Stored data
>>>
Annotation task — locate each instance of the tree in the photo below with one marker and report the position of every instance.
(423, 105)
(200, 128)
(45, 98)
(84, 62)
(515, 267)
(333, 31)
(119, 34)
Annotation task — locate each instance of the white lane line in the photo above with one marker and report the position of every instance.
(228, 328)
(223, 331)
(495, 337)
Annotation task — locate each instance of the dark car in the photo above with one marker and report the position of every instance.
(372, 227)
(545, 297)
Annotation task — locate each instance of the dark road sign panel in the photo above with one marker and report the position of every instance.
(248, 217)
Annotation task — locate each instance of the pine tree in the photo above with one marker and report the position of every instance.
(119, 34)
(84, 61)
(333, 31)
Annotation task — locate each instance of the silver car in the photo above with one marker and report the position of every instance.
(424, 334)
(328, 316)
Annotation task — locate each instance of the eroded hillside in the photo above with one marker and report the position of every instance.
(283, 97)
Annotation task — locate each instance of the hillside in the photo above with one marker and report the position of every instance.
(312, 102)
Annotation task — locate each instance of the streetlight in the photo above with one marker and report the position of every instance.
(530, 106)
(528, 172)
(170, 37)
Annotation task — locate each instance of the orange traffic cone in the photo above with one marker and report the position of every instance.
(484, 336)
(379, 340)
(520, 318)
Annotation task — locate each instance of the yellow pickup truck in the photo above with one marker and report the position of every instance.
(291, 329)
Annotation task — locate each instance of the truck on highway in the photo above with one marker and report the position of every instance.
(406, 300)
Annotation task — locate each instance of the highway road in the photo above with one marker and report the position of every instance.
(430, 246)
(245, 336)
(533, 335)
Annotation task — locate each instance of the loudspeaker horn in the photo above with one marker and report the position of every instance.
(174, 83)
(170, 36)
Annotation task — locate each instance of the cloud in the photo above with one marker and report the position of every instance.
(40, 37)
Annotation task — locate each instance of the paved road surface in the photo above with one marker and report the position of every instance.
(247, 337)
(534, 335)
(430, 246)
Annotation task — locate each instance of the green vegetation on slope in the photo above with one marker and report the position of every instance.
<<<
*WHAT IS REQUIRED*:
The records above are to be copied out exactly, line for line.

*PROBLEM SOLUTION*:
Annotation task — locate each instance of the tree in the photo below with one marker and report the position of every instance.
(423, 105)
(200, 128)
(45, 98)
(84, 62)
(515, 267)
(333, 31)
(119, 34)
Annotation task — locate each instance of the white lane line in the photo above with one marker and report the position of every instance.
(228, 328)
(223, 331)
(495, 337)
Annotation task — locate each instance of the dark car in the photo above with one marker and report the position of every instance.
(372, 227)
(545, 297)
Annotation task — locate each instance of the dark road sign panel in the photo above with one marker and report the position of every instance.
(248, 217)
Annotation task — locate each instance of the pine tree in the photo above with one marker and report the position of every instance.
(119, 34)
(84, 61)
(333, 31)
Annotation task — locate each instance of the silver car in the photo above with one marker and report the position of every instance.
(424, 334)
(328, 316)
Annotation task — locate each instance of the eroded hillside in the photo above with one marker and report the position of every instance.
(283, 97)
Annotation task — locate each instance of the hillside in the photo above with one marker and report the position of every instance.
(312, 102)
Annotation task — locate each instance of the streetlight in the photo above with one marker and report the position of every instance.
(530, 106)
(528, 172)
(170, 37)
Annotation task — locate each instance of the orange traffic cone in the photo above with one marker and report the position of every instance.
(484, 336)
(379, 340)
(520, 318)
Annotation task — locate each instance of the yellow pickup truck in the photo above with one marker and report the position of every instance.
(291, 329)
Annotation task — locate each instance of the truck on highway in the photo above with one marker and report the position of every instance.
(406, 300)
Annotation task — locate each instance of the highway road in the photo above with one marker and report the position of every instance.
(430, 246)
(245, 336)
(533, 335)
Annotation task — locate each instance of the loudspeaker horn in the photo above with one marker and report the position of every instance.
(174, 83)
(170, 36)
Annotation task — locate each instance of the cloud in the photo above with one marker and report the position of every instance.
(40, 37)
Annotation task — locate each instance of the paved road surface in the photo above with one marker and report the position of every instance.
(247, 337)
(534, 335)
(430, 246)
Annotation task — locate each instance of the green vegetation on slope in the photo above with one marker and report the position of every instance.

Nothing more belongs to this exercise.